═══ Text ═══

Taught at home by a governess and tutors, as a child Agatha Christie never attended school. She became adept at creating games to keep herself occupied at a very young age. A shy child, unable to adequately express her feelings, she first turned to music as a means of expression and, later in life, to writing.

In 1914, at the age of 24, she married Archie Christie, a World War I fighter pilot. While he was off at war, she worked as a nurse. It was while working in a hospital during the war that Christie first came up with the idea of writing a detective novel. Although it was completed in a year, it wasn't published until 1920, five years later.

"The Mysterious Affair at Styles" gave the world the inimitable Hercule Poirot, a retired Belgian police officer who was to become one of the most enduring characters in all of fiction. With his waxed moustache and his "little grey cells," he was "meticulous, a tidy little man, always neat and orderly, with a slight flavour of absurdity about him." (The New Bedside Christie Companion...)

Christie wrote more than 30 novels featuring Poirot. Among the most popular were "The Murder of Roger Ackroyd" (1926), "Murder on the Orient Express" (1934), and "Death on the Nile" (1937).

In 1926, Archie asked for a divorce, having fallen in love with another woman. Agatha, already upset by the recent death of her mother, disappeared. All of England became wrapped up in the case of the now famous missing writer. She was found three weeks later in a small hotel, explaining to police that she had lost her memory. Thereafter, it was never again mentioned or elaborated upon by Christie.

She later found happiness with her marriage in 1930 to Max Mallowan, a young archaeologist who she met on a trip to Mesopotamia.

Another of Christie's most well-known and beloved characters was introduced in "Murder at the Vicarage" in 1930. Miss Jane Marple, an elderly spinster in the quaint English village of St. Mary Mead, solved all manner of mysteries with intense concentration and intuition. Featured in 12 novels, Miss Marple exemplified the cozy style, a form of mystery fiction that became popular in, and ultimately defined, the Golden Age of fiction in England during the 1920s and '30s.

Christie ultimately became the acknowledged Queen of the Golden Age. In all, she wrote over 66 novels, numerous short stories and screenplays, and a series of romantic novels using the pen name Mary Westmacott. Several of her works were made into successful feature films, the most notable being Murder on the Orient Express (1974). Her work has been translated into more than a hundred languages. In short, she is the single most popular mystery writer of all time.

In 1971 she was awarded the high honor of becoming a Dame of the British Empire.

═══ Dataset extract ═══

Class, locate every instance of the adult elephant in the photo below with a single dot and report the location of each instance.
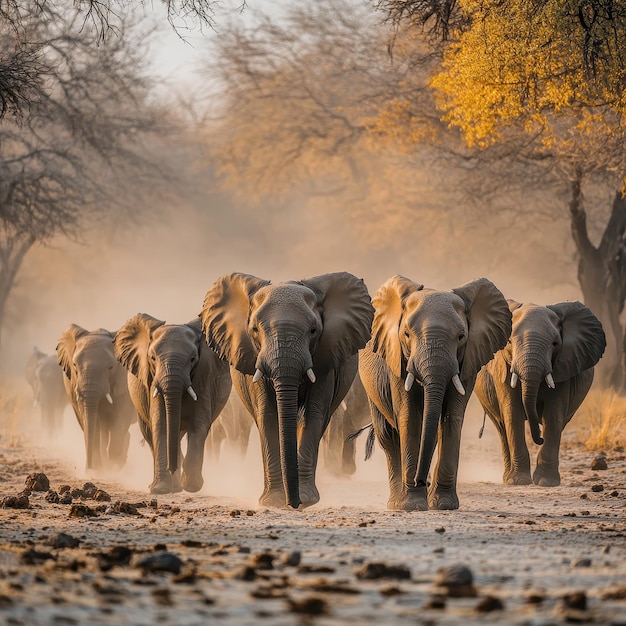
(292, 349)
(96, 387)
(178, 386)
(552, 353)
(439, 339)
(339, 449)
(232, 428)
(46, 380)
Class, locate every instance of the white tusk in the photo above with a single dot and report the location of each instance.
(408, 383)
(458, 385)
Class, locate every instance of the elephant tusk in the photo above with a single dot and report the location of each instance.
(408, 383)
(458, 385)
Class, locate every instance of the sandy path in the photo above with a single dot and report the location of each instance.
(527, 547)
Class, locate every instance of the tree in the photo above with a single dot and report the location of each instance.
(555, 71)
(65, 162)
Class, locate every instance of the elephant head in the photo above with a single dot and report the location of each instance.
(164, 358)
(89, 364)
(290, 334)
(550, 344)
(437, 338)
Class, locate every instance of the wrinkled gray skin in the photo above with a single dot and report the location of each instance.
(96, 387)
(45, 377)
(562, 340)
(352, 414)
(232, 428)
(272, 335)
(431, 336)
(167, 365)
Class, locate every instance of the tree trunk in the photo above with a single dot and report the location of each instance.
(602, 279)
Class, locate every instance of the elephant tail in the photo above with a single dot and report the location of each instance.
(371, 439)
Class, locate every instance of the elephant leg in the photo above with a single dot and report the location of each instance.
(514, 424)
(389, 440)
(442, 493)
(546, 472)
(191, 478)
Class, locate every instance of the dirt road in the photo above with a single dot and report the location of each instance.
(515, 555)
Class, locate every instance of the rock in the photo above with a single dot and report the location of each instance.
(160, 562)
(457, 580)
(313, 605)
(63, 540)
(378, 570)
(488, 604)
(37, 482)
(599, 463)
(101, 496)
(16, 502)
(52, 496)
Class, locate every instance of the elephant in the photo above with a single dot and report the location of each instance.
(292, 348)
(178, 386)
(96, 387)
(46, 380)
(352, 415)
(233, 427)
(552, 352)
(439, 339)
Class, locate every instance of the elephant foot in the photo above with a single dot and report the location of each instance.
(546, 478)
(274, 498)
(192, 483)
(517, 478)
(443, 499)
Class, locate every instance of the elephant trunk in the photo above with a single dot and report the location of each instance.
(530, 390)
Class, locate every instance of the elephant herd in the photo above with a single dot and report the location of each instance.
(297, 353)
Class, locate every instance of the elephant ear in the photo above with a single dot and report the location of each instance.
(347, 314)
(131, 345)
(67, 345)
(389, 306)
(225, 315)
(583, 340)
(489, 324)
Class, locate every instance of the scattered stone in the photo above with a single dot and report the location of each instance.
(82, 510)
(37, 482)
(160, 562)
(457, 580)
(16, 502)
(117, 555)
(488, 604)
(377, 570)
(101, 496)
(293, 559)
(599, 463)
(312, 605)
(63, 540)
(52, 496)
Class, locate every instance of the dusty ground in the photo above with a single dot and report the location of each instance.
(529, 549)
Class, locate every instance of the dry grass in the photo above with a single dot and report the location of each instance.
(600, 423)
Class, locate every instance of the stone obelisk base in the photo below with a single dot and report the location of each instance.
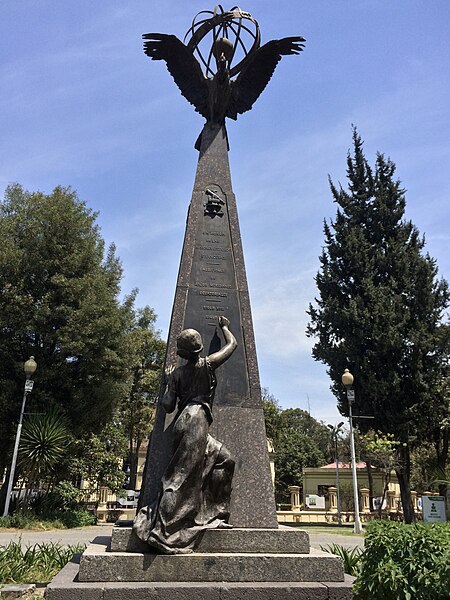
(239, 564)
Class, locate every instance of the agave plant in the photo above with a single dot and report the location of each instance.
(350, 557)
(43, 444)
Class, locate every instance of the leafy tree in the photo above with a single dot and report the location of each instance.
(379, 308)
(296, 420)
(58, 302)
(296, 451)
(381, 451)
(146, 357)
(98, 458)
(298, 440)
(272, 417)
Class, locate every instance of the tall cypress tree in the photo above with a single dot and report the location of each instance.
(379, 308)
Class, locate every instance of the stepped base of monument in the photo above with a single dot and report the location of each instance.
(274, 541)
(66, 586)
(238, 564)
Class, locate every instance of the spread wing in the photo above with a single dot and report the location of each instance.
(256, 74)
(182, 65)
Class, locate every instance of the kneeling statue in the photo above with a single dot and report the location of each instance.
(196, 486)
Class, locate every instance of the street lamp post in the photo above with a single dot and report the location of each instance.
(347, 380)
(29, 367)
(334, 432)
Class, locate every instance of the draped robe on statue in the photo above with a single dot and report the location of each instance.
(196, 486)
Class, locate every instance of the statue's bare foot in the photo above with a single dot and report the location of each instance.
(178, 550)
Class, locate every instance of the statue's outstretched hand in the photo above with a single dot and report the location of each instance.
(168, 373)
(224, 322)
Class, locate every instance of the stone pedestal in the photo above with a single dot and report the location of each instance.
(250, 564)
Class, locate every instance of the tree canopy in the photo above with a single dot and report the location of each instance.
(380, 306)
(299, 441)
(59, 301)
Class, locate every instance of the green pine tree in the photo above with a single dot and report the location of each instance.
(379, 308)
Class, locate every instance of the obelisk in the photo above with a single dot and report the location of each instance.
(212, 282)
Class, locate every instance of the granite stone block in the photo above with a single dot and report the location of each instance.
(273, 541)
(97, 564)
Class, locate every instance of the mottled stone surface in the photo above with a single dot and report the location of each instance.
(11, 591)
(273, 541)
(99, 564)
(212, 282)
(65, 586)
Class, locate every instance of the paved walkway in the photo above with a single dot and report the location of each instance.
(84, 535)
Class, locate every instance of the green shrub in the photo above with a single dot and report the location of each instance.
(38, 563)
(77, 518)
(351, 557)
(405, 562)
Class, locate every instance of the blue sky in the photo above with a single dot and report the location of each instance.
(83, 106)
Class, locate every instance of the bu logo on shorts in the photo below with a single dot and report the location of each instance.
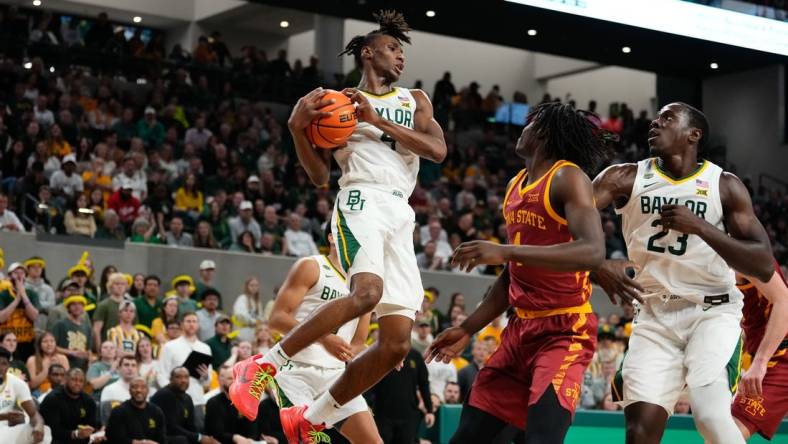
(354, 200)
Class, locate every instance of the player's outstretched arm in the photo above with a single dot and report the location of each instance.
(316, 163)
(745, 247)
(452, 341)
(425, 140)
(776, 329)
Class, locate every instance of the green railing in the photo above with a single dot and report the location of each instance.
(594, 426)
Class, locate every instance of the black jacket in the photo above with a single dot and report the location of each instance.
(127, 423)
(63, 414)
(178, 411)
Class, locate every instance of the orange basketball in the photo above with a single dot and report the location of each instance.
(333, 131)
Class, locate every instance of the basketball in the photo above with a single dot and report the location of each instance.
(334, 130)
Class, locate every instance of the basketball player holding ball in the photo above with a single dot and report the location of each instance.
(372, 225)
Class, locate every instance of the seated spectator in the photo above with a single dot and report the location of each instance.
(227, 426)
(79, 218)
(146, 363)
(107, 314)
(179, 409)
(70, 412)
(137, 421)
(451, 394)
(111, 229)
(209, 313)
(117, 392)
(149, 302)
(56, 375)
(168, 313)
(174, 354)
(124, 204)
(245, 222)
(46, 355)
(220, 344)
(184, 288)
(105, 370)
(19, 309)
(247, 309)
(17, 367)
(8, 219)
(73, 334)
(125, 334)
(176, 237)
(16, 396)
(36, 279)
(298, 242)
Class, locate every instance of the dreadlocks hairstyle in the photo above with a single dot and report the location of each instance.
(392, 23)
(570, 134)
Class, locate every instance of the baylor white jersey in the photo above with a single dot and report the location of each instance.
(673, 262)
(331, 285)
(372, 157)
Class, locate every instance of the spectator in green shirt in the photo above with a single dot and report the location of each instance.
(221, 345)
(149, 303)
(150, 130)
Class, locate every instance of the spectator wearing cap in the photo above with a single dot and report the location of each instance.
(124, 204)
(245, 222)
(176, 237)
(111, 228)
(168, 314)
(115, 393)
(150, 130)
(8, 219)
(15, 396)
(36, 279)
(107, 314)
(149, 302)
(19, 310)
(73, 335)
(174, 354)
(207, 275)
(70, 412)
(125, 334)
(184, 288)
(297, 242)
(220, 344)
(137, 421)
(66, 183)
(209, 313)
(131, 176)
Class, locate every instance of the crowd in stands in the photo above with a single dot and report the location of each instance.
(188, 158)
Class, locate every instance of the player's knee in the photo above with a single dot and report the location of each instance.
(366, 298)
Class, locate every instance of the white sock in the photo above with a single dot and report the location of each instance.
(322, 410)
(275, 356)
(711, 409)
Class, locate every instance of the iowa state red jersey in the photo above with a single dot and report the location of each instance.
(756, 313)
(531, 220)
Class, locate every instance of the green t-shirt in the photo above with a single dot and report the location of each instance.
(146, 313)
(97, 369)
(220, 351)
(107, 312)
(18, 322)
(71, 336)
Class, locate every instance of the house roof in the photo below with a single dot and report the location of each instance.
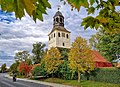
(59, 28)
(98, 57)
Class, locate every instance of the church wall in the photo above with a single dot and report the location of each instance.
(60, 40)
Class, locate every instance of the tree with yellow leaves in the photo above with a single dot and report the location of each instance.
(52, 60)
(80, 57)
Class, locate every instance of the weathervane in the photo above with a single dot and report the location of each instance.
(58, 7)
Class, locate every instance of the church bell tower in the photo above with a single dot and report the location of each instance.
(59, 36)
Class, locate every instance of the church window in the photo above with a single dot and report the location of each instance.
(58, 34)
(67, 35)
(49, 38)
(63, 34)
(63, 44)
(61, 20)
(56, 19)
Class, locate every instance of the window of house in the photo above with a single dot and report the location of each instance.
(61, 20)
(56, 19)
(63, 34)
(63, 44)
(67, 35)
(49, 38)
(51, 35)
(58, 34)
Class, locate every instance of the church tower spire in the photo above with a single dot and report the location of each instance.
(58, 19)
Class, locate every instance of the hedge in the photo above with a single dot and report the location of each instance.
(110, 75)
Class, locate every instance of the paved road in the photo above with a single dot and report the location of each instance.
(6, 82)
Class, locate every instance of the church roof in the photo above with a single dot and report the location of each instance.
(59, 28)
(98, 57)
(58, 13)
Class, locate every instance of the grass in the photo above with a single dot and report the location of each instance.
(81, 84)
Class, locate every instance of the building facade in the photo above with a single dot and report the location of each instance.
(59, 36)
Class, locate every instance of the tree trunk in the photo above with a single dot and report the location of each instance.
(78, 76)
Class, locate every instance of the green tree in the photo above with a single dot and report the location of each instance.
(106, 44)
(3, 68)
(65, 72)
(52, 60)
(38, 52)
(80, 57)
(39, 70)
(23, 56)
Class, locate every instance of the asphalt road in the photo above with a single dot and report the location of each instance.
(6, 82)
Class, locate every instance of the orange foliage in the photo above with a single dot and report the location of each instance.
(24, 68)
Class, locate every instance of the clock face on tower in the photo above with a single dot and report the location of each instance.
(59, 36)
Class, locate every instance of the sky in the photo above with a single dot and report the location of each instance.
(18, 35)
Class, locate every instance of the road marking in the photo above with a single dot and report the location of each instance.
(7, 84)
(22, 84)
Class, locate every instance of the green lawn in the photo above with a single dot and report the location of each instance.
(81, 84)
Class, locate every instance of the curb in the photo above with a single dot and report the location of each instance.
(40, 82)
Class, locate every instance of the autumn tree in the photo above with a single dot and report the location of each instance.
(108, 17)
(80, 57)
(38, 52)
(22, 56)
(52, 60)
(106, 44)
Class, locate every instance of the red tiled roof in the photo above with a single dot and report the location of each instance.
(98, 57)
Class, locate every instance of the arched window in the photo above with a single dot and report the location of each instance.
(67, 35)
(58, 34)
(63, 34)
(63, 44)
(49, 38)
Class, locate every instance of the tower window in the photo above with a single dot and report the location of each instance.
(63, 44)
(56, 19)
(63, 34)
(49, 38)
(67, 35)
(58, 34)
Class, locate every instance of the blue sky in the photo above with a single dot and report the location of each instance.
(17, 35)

═══

Reproduce the part of the Agatha Christie text from "Christie wrote more" up to and including "trip to Mesopotamia.". The material here stands apart from the Agatha Christie text and is not connected to it.

Christie wrote more than 30 novels featuring Poirot. Among the most popular were "The Murder of Roger Ackroyd" (1926), "Murder on the Orient Express" (1934), and "Death on the Nile" (1937).

In 1926, Archie asked for a divorce, having fallen in love with another woman. Agatha, already upset by the recent death of her mother, disappeared. All of England became wrapped up in the case of the now famous missing writer. She was found three weeks later in a small hotel, explaining to police that she had lost her memory. Thereafter, it was never again mentioned or elaborated upon by Christie.

She later found happiness with her marriage in 1930 to Max Mallowan, a young archaeologist who she met on a trip to Mesopotamia.